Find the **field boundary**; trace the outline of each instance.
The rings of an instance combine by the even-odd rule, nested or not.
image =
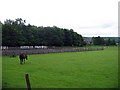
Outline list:
[[[27,54],[47,54],[47,53],[63,53],[63,52],[83,52],[83,51],[98,51],[104,50],[103,47],[99,48],[45,48],[45,49],[5,49],[2,50],[2,55],[19,55],[21,52]]]

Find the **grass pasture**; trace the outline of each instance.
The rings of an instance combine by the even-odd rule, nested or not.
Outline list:
[[[3,88],[117,88],[118,48],[102,51],[29,55],[20,65],[18,56],[2,57]]]

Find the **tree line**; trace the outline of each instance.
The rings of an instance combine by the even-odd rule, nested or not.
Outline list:
[[[82,35],[73,29],[53,27],[37,27],[26,25],[21,18],[6,19],[2,23],[2,45],[15,46],[83,46]]]
[[[85,46],[82,35],[73,29],[26,25],[26,21],[17,18],[6,19],[2,24],[2,46]],[[116,45],[115,40],[92,37],[90,45]]]

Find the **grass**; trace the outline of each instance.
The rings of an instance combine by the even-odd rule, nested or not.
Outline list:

####

YOUR OBJECTIVE: Change every "Outline list" in the records above to "Polygon list" and write the records out again with nothing else altered, leaving out the pictures.

ANSWER TO THIS TASK:
Find the **field boundary**; trace the outline of each instance.
The rings of an instance combine by the even-odd rule, nested or not.
image =
Polygon list:
[[[27,54],[47,54],[47,53],[63,53],[63,52],[83,52],[83,51],[98,51],[104,50],[103,47],[99,48],[45,48],[45,49],[5,49],[2,50],[2,55],[19,55],[21,52]]]

Find the **grass pasture**; trace the outline of each instance.
The rings of an instance combine by the even-odd rule, nested or not.
Polygon list:
[[[3,88],[117,88],[118,48],[102,51],[29,55],[20,65],[18,56],[2,57]]]

Find the **tree line**; trace the outline of each instance.
The rings of an instance combine by the even-odd rule, nested or not.
Polygon list:
[[[82,35],[73,29],[53,27],[37,27],[26,25],[21,18],[6,19],[2,23],[2,45],[15,46],[83,46]]]
[[[85,46],[82,35],[73,29],[26,25],[26,21],[17,18],[6,19],[2,24],[2,46]],[[116,45],[115,40],[92,37],[90,45]]]

Find the **grass**; trace the outline of each instance.
The rings of an instance combine by the even-odd rule, nested or not.
Polygon list:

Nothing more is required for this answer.